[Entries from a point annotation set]
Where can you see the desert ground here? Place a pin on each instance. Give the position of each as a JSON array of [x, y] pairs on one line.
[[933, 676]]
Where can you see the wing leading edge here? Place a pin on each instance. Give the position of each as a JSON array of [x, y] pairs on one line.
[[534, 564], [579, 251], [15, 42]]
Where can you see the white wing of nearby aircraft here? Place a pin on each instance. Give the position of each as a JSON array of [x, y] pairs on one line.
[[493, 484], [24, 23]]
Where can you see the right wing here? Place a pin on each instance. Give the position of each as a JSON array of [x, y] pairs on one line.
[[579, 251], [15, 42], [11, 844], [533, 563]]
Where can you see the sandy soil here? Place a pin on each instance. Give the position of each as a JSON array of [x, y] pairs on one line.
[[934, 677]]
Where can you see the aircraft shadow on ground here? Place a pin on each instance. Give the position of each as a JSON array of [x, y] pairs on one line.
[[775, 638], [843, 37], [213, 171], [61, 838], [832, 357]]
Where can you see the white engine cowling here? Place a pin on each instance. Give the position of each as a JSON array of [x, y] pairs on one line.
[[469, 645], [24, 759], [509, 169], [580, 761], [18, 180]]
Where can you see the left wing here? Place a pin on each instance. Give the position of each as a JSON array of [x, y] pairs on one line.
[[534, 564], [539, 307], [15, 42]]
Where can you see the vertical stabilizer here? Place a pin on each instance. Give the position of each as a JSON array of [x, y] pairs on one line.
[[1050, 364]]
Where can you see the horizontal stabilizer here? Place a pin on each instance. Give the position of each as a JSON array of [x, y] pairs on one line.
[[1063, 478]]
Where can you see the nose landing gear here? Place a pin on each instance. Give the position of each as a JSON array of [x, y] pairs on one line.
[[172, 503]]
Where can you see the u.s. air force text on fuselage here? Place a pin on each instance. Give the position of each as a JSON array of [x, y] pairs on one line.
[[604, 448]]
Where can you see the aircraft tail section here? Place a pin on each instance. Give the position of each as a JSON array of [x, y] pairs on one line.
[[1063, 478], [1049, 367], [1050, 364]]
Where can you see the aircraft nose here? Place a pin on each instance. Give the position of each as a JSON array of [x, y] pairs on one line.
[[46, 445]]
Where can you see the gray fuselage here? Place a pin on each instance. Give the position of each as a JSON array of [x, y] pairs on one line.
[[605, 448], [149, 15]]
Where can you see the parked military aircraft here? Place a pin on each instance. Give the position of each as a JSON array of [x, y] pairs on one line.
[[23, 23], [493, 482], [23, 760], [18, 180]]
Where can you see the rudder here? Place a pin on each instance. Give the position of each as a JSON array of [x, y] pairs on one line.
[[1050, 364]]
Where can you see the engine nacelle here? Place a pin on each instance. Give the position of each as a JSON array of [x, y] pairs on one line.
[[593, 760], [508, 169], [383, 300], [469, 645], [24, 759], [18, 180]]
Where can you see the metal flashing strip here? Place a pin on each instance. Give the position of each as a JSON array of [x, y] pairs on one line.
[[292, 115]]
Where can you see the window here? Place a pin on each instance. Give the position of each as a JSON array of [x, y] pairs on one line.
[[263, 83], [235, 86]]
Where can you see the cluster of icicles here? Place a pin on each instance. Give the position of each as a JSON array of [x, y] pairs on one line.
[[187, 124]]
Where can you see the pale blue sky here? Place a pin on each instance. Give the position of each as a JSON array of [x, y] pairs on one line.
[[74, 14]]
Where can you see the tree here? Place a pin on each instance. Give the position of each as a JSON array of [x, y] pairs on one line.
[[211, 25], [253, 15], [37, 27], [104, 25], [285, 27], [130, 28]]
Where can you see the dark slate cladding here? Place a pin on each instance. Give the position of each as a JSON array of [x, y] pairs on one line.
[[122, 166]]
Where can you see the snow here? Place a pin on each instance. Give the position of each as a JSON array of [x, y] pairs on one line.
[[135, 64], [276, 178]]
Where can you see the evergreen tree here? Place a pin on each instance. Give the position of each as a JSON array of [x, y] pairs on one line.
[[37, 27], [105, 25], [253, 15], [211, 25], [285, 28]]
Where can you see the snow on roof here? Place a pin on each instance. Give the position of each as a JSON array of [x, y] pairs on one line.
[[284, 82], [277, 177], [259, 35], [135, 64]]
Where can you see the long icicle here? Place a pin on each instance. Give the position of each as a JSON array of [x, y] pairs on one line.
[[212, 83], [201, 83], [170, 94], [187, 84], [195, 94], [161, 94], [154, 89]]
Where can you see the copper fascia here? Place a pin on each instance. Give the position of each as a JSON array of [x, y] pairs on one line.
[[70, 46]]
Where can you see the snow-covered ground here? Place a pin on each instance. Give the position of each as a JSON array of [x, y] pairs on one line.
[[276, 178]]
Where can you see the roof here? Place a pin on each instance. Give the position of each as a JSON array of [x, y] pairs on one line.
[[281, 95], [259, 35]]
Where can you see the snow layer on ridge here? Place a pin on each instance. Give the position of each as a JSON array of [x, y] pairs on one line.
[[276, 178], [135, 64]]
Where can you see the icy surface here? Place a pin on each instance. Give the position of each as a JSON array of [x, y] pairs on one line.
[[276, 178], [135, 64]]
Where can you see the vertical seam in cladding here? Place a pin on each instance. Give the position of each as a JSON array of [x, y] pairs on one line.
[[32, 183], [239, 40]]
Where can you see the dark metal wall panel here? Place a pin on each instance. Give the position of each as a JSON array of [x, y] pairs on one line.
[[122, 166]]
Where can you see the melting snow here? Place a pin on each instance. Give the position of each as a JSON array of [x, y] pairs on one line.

Exercise prompt:
Repeat all of the records above word for word.

Worked solution:
Where can you see the desert ground here? Place a pin on each instance. Give the position of each as a JSON array of [x, y] pairs on one line.
[[933, 676]]
Where can you see the wing leading edge here? Place a pin on each instance. Give the position of each as a JSON array of [x, y] pairs on one line.
[[534, 564], [579, 251], [15, 42]]
Where can you see the white wing of nearby aircraft here? Place a pin on each instance. Give the position of each as a JSON array of [x, y] pairs on one line.
[[493, 484], [24, 23]]
Where can you see the right wing here? Place a pin on each instance. Give the position of each as a JSON array of [x, y] pairs on one line.
[[579, 251], [15, 42], [11, 844], [533, 563]]
Where can you see the sandy soil here? Place a pin on each instance. Give the position of each as a JSON array of [x, y] pairs on one line.
[[934, 677]]
Where can you see the aircraft shadow on ground here? Place a pin on each instance. Give the position of each as a JSON array of [x, y] pairs on one line.
[[775, 638], [843, 37], [213, 171], [61, 838], [832, 357]]
Where can you see the white engine cowling here? Place a pin on each instance. Give the position of each as a JSON array of [x, y] pairs on one line.
[[469, 645], [24, 759], [509, 169], [580, 761], [18, 180]]
Where can you see the left wing here? Place a pin on each instance. Give the position of each as a JSON array of [x, y] pairs on one line.
[[534, 564], [539, 307], [15, 42]]
Where can you see the vertical stabilizer here? Place a pin on each instance. Give the position of each as a JSON array of [x, y] pairs on one line.
[[1050, 364]]
Where can you see the horizontal stabilizer here? Place a pin on each instance. Give the position of each as a JSON array of [x, y] pairs on one line.
[[1063, 478]]
Where can you see the nose landing gear here? Place a pin on each instance. Give the position of each as a JSON array of [x, y] pairs on one line.
[[172, 503]]
Where can you see the u.s. air force text on fuselage here? Place a pin on each instance. Give the position of each as a JSON array of [x, y] pairs on one line.
[[604, 448]]
Where can you see the aircraft tail section here? Place a pin on each instance. Give the position of each as a JSON array of [x, y] pairs on one line.
[[1063, 478], [1049, 367], [1050, 364]]
Where can you see the aircraft nose here? Place a pin on each instance. Give the position of each as a JSON array of [x, y] pairs on one line.
[[46, 445]]
Where can you see the gray fuselage here? Place a pin on each instance. Give the position of each as a JSON array of [x, y] pairs on one line.
[[605, 448], [149, 15]]
Where can you see the parked military aircraft here? Place a pin on each instance. Give the position of each as a JSON array of [x, y] pairs on one line.
[[23, 23], [493, 482], [23, 760], [18, 180]]
Where can you see the rudder here? Place a pin on each instance. Give the position of each as a JSON array of [x, y] pairs on one line.
[[1050, 364]]
Where can you see the engine nacelle here? Place a pin on each instance. Give the position of each as a JSON array of [x, y] pairs on one line.
[[593, 760], [508, 169], [383, 300], [469, 645], [24, 759], [18, 180]]
Where can you see the metal flashing strip here? Place a pin on each instance. Give the position of each as a JSON array of [x, y] pairs on one line.
[[292, 115]]
Where can you see the window here? Place a pin on each instance. Give the position of each as a JSON array of [x, y] pairs on one line.
[[263, 83], [235, 86]]
Where can you see the cluster of icicles here? Place a pin on each instance. Give the position of each as a JSON array of [x, y] pairs on one line.
[[187, 124]]
Where can you see the pale blue sky here? Place a pin on each instance. Give the position of each as a JSON array of [x, y] pairs on one line.
[[74, 14]]
Where can you see the tree here? Place a pin on each instance. Give the position of each as a JSON array of [x, y] pairs on one line.
[[211, 25], [253, 15], [37, 27], [104, 25], [285, 27], [130, 28]]
Where can you see the dark slate cladding here? Place a pin on each instance. Give the position of each as a JSON array of [x, y] pairs on one line.
[[122, 166]]
Where can you see the snow here? Place a pin on each instance. Give the position of each as a JSON array of [x, y] pairs on one line.
[[135, 64], [276, 178]]
Where can you see the evergreen tree here? Place a pin on each instance. Give the position of each as a JSON array of [x, y] pairs on one line.
[[37, 27], [105, 25], [253, 15], [211, 25], [285, 28]]
Where can you see the snow on roof here? Place a pin on each instance. Give the position of each as a JSON array of [x, y] pairs on one line.
[[284, 82], [277, 177], [259, 35], [135, 64]]
Where can you see the long icicle here? Place a pin on each instance. Give the position of each as a JSON array of [x, y] pairs on one line.
[[212, 83], [201, 83], [170, 94], [187, 84], [195, 94], [161, 94], [154, 89]]
Where can you see the copper fascia here? Place a pin on each instance. Give the position of each as a JSON array of [x, y] pairs on one line.
[[70, 46]]
Where can you see the snow-covered ground here? Place a pin on each instance. Give the position of each as a JSON array of [x, y] pairs on one line.
[[276, 178]]
Where can you see the roof here? Place a pin on each instance. Give the position of each as a JSON array of [x, y] pairs on one line.
[[281, 95], [259, 35]]
Where can you see the snow layer on ridge here? Place a pin on each instance. Give the position of each as a JSON array of [x, y] pairs on one line.
[[276, 178], [135, 64]]
Where can you see the icy surface here? Place a pin on each instance. Give the position of each as a JSON array of [x, y] pairs on one line.
[[276, 178], [135, 64]]
Where can you see the vertical seam in cladding here? Place a pin on each instance. Give the position of each as a JSON array of [x, y] pairs on one line.
[[32, 183], [239, 40]]
Where can you see the dark metal wall panel here? Place a pin on each instance. Give the position of each as a JSON array of [x, y] pairs on one line.
[[122, 166]]
Where can you see the melting snow here? Place a pin on each instance. Give the position of each as a JSON array of [x, y] pairs on one line.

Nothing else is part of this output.